Supplied data:
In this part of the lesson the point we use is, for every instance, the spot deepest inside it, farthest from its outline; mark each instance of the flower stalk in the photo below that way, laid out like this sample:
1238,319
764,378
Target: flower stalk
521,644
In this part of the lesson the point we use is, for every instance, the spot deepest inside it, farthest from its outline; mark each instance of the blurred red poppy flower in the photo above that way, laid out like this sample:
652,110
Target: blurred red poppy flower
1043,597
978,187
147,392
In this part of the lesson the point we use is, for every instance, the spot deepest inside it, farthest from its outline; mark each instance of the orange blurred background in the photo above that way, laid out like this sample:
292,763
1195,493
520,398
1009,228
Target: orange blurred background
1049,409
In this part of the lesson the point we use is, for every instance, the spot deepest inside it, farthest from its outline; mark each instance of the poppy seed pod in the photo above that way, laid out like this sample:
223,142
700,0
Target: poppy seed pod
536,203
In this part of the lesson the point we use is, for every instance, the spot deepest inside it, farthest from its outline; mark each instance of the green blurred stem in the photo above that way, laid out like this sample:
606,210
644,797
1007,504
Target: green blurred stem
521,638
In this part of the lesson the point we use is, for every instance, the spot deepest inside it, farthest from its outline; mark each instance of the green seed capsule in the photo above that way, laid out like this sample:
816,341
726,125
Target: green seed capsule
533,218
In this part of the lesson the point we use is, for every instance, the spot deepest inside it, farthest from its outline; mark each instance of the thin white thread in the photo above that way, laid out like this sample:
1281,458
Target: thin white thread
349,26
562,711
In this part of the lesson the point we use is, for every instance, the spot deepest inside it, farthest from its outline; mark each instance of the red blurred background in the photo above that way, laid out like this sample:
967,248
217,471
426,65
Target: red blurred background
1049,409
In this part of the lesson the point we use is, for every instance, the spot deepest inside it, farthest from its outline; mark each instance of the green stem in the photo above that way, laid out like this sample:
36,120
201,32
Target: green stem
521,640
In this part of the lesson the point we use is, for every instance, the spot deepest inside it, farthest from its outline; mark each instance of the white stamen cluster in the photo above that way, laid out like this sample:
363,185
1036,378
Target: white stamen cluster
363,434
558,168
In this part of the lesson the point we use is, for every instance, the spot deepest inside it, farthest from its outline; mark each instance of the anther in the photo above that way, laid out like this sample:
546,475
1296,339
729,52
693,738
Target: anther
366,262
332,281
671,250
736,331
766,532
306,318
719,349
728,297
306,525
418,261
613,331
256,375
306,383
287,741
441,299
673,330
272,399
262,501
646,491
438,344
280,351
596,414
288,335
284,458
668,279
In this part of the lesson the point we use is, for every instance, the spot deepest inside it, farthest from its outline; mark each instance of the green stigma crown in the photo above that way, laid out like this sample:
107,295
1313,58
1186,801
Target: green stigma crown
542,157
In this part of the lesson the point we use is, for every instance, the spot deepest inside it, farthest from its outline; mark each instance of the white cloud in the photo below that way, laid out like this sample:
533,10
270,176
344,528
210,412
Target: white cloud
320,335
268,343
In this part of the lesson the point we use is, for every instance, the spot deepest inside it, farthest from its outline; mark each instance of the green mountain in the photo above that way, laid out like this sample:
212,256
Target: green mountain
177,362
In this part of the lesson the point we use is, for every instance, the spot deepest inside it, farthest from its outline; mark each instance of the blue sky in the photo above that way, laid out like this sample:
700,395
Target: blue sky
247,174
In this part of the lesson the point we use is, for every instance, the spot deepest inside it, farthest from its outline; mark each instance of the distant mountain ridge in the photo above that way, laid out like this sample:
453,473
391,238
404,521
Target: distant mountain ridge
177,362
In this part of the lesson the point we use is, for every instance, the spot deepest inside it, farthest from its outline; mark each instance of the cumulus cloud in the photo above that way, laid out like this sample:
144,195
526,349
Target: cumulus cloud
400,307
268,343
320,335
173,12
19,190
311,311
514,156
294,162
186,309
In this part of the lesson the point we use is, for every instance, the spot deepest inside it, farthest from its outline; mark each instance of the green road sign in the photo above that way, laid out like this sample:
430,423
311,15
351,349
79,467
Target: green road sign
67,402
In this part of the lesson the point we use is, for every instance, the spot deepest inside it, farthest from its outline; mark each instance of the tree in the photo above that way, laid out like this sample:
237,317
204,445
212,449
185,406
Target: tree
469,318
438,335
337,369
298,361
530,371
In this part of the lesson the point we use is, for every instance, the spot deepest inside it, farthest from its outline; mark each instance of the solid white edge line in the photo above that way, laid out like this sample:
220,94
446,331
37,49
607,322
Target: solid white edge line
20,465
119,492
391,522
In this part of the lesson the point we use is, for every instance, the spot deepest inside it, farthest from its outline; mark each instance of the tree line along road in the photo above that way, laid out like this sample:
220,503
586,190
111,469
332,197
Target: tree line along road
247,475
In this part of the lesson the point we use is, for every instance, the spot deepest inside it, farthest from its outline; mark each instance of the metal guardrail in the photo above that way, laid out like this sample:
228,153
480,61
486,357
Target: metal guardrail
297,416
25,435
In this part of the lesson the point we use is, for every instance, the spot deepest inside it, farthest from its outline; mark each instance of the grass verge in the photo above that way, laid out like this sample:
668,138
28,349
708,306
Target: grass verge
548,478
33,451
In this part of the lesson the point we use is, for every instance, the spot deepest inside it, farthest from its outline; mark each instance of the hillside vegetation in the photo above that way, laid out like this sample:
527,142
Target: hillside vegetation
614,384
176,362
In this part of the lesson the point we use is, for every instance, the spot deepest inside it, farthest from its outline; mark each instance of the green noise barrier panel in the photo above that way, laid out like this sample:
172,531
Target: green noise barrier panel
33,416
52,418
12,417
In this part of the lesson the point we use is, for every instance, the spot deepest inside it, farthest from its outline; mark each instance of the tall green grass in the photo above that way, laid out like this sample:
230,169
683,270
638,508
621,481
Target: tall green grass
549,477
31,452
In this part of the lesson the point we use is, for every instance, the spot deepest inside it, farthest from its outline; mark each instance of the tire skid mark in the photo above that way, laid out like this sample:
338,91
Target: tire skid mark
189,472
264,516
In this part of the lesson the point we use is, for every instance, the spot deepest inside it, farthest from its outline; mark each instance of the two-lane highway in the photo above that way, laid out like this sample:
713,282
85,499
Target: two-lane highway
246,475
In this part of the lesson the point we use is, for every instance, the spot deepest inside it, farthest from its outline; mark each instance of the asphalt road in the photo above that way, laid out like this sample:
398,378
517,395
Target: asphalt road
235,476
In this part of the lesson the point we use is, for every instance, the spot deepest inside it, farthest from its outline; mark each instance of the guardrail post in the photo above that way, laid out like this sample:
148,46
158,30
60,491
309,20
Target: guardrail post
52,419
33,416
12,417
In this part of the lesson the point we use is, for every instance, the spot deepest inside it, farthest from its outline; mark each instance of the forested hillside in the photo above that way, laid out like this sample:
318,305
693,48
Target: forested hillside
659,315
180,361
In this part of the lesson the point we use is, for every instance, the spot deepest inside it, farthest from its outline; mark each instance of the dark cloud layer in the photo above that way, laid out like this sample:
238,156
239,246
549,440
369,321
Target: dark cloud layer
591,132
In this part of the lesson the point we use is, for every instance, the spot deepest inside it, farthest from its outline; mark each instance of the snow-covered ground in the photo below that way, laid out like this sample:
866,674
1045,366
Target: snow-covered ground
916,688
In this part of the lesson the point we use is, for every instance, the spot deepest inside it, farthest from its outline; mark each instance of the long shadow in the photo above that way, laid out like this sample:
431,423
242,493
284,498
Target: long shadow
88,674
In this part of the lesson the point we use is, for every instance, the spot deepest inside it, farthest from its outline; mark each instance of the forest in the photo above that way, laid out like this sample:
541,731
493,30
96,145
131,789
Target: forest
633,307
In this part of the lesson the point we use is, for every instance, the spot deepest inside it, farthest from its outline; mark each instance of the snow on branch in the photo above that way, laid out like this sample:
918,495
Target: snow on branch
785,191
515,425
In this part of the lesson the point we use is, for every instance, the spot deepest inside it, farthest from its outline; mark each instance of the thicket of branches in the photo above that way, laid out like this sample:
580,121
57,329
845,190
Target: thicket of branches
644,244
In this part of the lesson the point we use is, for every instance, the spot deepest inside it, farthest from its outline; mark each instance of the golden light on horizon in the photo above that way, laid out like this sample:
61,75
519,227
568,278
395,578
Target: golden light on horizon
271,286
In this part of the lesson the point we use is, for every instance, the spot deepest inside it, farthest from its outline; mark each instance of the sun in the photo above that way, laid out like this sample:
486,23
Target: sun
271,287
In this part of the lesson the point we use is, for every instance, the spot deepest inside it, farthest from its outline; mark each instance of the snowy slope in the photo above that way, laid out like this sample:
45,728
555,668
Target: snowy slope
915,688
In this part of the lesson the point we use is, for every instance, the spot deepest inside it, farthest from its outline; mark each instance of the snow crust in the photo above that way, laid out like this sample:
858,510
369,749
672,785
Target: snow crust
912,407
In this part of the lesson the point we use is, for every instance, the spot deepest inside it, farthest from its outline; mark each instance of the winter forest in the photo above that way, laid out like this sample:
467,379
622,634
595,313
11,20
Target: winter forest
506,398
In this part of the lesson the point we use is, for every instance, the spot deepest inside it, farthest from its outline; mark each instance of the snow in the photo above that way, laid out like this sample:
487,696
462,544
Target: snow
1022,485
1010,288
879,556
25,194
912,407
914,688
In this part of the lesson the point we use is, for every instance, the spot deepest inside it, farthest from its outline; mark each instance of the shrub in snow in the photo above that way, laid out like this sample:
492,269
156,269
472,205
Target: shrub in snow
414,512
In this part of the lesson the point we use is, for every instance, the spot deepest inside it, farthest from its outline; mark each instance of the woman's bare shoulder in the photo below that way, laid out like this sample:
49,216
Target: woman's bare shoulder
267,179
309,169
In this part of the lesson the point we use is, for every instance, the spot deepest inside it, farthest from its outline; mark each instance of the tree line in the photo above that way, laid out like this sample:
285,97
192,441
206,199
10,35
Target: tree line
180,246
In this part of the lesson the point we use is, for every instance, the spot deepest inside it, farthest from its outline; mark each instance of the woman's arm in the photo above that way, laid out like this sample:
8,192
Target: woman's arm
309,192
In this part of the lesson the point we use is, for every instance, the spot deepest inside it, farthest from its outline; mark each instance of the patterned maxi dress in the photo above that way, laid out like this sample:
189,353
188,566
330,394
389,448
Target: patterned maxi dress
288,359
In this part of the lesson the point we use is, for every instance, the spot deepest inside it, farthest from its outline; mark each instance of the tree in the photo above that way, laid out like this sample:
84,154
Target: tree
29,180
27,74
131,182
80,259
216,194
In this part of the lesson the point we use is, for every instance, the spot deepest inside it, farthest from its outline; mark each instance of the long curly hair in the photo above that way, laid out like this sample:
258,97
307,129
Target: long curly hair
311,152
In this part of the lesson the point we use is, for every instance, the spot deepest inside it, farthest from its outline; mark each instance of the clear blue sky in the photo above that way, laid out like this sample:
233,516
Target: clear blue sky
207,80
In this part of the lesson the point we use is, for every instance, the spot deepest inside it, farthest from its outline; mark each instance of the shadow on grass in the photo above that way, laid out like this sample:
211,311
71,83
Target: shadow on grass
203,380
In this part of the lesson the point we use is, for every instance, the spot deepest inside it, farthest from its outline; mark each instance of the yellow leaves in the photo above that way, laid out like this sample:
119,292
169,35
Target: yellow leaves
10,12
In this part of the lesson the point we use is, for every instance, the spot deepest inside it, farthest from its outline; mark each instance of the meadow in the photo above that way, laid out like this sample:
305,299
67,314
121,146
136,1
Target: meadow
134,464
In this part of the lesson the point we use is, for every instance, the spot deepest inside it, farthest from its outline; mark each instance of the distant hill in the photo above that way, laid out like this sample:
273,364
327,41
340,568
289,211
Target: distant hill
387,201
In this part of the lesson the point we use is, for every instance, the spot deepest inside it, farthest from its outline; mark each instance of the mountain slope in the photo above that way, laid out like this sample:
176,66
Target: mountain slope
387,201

Instruction: What are the lines from the one with "the distant hill" through the last line of the records above? Quote them exactly and add nothing.

Full solution:
In this part of the lesson the point we use is, for every instance, the spot deepest inside it, farthest from its outline; mark each instance of the distant hill in the photo above that way, laid out like this sample:
273,364
327,41
340,568
289,211
Target: distant hill
387,201
In this part of the lesson the point we use is, for every instance, the spot deepest inside it, farthest from its outline; mark each instance of the mountain slope in the photo above that way, laid out like this sample:
176,66
Target: mountain slope
387,201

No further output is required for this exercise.